== Task statement ==
Provide the records once more, identical to the original.

== Working data ==
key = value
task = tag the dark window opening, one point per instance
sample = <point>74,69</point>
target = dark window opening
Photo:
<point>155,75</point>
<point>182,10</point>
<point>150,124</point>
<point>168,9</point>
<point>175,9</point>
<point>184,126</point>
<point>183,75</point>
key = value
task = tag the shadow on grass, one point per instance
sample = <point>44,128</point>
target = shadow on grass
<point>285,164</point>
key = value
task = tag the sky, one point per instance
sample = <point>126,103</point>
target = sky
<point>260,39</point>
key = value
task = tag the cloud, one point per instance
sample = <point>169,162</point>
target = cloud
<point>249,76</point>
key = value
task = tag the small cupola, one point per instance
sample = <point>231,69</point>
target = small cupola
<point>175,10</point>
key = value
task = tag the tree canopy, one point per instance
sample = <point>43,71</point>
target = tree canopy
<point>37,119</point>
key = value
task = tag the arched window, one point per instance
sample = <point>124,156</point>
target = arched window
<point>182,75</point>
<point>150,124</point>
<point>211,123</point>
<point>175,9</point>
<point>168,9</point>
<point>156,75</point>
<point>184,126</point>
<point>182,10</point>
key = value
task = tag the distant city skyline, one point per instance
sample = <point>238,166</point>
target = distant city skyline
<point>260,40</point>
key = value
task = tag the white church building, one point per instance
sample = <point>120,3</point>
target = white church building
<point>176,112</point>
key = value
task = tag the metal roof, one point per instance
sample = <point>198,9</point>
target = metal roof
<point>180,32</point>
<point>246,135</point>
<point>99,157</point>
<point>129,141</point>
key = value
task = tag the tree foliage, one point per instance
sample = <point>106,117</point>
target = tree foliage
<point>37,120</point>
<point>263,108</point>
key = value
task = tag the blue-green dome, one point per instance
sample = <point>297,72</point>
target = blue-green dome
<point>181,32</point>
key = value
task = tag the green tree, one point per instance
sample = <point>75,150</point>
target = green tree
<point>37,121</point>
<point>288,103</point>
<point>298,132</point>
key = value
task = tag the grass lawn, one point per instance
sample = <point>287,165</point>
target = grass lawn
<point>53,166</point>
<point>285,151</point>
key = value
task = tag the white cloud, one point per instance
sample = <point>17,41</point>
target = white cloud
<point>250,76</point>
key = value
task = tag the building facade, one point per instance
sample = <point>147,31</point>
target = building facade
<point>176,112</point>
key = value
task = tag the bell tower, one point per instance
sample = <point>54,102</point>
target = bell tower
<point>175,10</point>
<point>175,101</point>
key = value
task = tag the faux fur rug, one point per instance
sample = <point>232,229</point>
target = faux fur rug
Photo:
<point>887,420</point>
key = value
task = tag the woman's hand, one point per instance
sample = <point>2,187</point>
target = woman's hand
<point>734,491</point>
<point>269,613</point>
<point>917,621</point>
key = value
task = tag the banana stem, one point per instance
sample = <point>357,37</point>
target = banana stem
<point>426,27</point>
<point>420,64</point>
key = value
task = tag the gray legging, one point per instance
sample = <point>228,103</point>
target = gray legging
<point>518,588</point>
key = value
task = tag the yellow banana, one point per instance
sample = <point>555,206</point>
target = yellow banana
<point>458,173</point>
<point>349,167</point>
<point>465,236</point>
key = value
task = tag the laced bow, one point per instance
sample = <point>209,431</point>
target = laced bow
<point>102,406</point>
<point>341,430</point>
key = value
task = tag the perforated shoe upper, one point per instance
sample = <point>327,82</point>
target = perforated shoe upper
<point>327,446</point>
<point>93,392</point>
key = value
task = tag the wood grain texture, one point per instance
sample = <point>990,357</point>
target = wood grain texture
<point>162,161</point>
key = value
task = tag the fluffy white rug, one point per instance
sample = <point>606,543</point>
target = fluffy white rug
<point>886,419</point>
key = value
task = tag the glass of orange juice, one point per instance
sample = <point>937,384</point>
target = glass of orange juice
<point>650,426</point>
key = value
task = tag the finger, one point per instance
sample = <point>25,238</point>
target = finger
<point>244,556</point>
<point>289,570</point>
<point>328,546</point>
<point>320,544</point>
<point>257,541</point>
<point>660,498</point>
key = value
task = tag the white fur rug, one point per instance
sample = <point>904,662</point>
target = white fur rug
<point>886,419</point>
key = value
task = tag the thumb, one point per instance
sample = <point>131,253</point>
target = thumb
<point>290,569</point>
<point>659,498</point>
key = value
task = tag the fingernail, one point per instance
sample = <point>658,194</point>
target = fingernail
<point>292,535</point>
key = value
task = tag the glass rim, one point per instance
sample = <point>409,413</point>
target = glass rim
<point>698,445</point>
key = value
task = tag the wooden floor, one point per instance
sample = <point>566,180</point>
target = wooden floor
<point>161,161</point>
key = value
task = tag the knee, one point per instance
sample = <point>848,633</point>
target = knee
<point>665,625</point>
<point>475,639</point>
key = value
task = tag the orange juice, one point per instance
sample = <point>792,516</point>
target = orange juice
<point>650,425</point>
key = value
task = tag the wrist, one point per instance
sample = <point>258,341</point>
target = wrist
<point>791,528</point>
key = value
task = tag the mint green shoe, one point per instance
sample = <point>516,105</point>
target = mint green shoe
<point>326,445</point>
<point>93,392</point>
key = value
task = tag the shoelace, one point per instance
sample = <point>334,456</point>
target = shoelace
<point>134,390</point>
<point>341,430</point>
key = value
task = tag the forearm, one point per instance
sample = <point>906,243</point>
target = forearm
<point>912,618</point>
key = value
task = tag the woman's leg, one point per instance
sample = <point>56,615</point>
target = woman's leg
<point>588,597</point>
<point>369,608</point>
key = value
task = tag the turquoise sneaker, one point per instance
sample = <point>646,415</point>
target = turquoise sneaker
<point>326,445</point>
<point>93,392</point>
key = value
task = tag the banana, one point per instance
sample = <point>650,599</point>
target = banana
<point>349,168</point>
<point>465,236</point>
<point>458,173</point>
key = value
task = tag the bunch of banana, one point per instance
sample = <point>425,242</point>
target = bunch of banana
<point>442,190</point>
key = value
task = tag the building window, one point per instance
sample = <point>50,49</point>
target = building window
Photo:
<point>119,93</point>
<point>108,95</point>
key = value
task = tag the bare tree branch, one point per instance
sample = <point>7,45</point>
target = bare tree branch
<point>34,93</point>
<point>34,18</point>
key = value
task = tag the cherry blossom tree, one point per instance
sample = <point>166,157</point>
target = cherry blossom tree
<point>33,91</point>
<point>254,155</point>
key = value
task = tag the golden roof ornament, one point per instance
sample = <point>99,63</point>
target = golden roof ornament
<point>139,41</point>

== Exercise answer ==
key = value
task = tag the dark window opening, one point per instance
sample = <point>74,69</point>
target = dark window opening
Photo:
<point>155,75</point>
<point>182,10</point>
<point>150,124</point>
<point>168,9</point>
<point>175,9</point>
<point>184,126</point>
<point>183,75</point>
key = value
task = tag the shadow on grass, one point per instance
sample = <point>44,128</point>
target = shadow on grass
<point>285,164</point>
key = value
task = tag the sky, one point per instance
sample = <point>126,103</point>
target = sky
<point>260,39</point>
key = value
task = tag the cloud, one point per instance
sample = <point>169,162</point>
target = cloud
<point>249,76</point>
key = value
task = tag the small cupola, one point per instance
sample = <point>231,69</point>
target = small cupola
<point>175,10</point>
key = value
task = tag the tree canopy, one point per instance
sample = <point>43,71</point>
target = tree canopy
<point>37,119</point>
key = value
task = tag the arched window, one point per instance
sample = <point>124,156</point>
target = arched window
<point>182,75</point>
<point>150,124</point>
<point>211,123</point>
<point>175,9</point>
<point>168,9</point>
<point>156,75</point>
<point>184,126</point>
<point>182,10</point>
key = value
task = tag the distant city skyline, one point per instance
sample = <point>238,166</point>
target = distant city skyline
<point>260,40</point>
key = value
task = tag the white church building, one point per instance
sample = <point>120,3</point>
target = white church building
<point>176,112</point>
key = value
task = tag the metal roof, one point per instance
sample = <point>198,9</point>
target = metal roof
<point>180,32</point>
<point>246,135</point>
<point>99,157</point>
<point>129,141</point>
key = value
task = tag the tree foliage, one point per instance
sample = <point>106,117</point>
target = tree foliage
<point>37,120</point>
<point>263,108</point>
key = value
task = tag the blue-green dome, one point per instance
sample = <point>297,72</point>
target = blue-green dome
<point>181,32</point>
key = value
task = tag the green tree, one point per instance
sample = <point>75,150</point>
target = green tree
<point>37,121</point>
<point>288,103</point>
<point>298,132</point>
key = value
task = tag the grass lawn, one point per instance
sample = <point>287,165</point>
target = grass lawn
<point>53,166</point>
<point>285,151</point>
key = value
task = tag the white cloud, one point per instance
sample = <point>17,41</point>
target = white cloud
<point>250,76</point>
key = value
task = tag the building facade, one point per instance
sample = <point>147,31</point>
target = building facade
<point>176,112</point>
key = value
task = tag the bell tower, one point per instance
sample = <point>54,102</point>
target = bell tower
<point>175,10</point>
<point>175,101</point>
key = value
task = tag the faux fur rug, one point per instance
sample = <point>232,229</point>
target = faux fur rug
Photo:
<point>887,420</point>
key = value
task = tag the woman's hand, one point per instance
sample = <point>2,187</point>
target = woman's hand
<point>734,491</point>
<point>269,613</point>
<point>917,621</point>
key = value
task = tag the banana stem, one point per instance
sample = <point>357,37</point>
target = banana stem
<point>426,27</point>
<point>420,64</point>
key = value
task = tag the gray legging, one point per instance
sample = <point>228,103</point>
target = gray legging
<point>518,588</point>
key = value
task = tag the yellow banana, one point per instance
sample = <point>555,206</point>
target = yellow banana
<point>458,173</point>
<point>349,167</point>
<point>465,236</point>
key = value
task = tag the laced bow, one point per instance
sample = <point>209,431</point>
target = laced bow
<point>102,406</point>
<point>341,430</point>
key = value
task = tag the perforated shoe upper, one point per instance
sample = <point>327,82</point>
target = perforated shoe upper
<point>327,446</point>
<point>93,392</point>
key = value
task = tag the wood grain texture, one point per instance
sample = <point>990,357</point>
target = wood grain texture
<point>162,161</point>
key = value
task = tag the fluffy white rug, one point per instance
sample = <point>606,543</point>
target = fluffy white rug
<point>886,419</point>
key = value
task = tag the glass of orange juice, one point per instance
sample = <point>937,384</point>
target = glass of orange juice
<point>650,426</point>
key = value
task = tag the finger, one point per instance
sample = <point>25,238</point>
target = finger
<point>244,556</point>
<point>289,570</point>
<point>328,546</point>
<point>320,544</point>
<point>257,541</point>
<point>660,498</point>
key = value
task = tag the white fur rug, one point per instance
sample = <point>904,662</point>
target = white fur rug
<point>886,419</point>
key = value
task = tag the thumb, one point per instance
sample = <point>131,253</point>
target = thumb
<point>290,569</point>
<point>659,498</point>
key = value
task = tag the fingernail, one point per instance
sample = <point>658,194</point>
target = fingernail
<point>292,535</point>
key = value
task = tag the glass rim, one point per instance
sample = <point>409,413</point>
target = glass rim
<point>698,445</point>
key = value
task = tag the wooden floor, one point per instance
sample = <point>566,180</point>
target = wooden floor
<point>161,161</point>
key = value
task = tag the knee, one point per instance
sample = <point>848,633</point>
target = knee
<point>665,625</point>
<point>475,639</point>
key = value
task = tag the orange juice, one point per instance
sample = <point>792,516</point>
target = orange juice
<point>650,425</point>
key = value
task = tag the wrist, one point per instance
sample = <point>258,341</point>
target = wrist
<point>791,528</point>
key = value
task = tag the mint green shoe, one point per instance
sample = <point>516,105</point>
target = mint green shoe
<point>326,445</point>
<point>93,392</point>
key = value
task = tag the shoelace, one point per instance
sample = <point>334,456</point>
target = shoelace
<point>134,390</point>
<point>341,430</point>
key = value
task = tag the forearm, one point per instance
sample = <point>906,243</point>
target = forearm
<point>912,618</point>
key = value
task = tag the woman's leg, one point per instance
sample = <point>56,615</point>
target = woman's leg
<point>588,597</point>
<point>369,608</point>
key = value
task = tag the turquoise sneaker, one point per instance
sample = <point>646,415</point>
target = turquoise sneaker
<point>326,445</point>
<point>93,392</point>
key = value
task = tag the banana, one point per instance
sample = <point>650,599</point>
target = banana
<point>349,168</point>
<point>465,236</point>
<point>458,173</point>
key = value
task = tag the bunch of banana, one point per instance
sample = <point>425,242</point>
target = bunch of banana
<point>442,190</point>
key = value
task = tag the building window, one point per instance
sample = <point>50,49</point>
target = building window
Photo:
<point>119,93</point>
<point>108,95</point>
key = value
task = tag the bare tree branch, one point per instance
sample = <point>7,45</point>
target = bare tree branch
<point>34,93</point>
<point>34,18</point>
key = value
task = tag the cherry blossom tree, one point per instance
sample = <point>166,157</point>
target = cherry blossom tree
<point>33,91</point>
<point>254,155</point>
key = value
task = tag the golden roof ornament, one point per instance
sample = <point>99,63</point>
target = golden roof ornament
<point>139,41</point>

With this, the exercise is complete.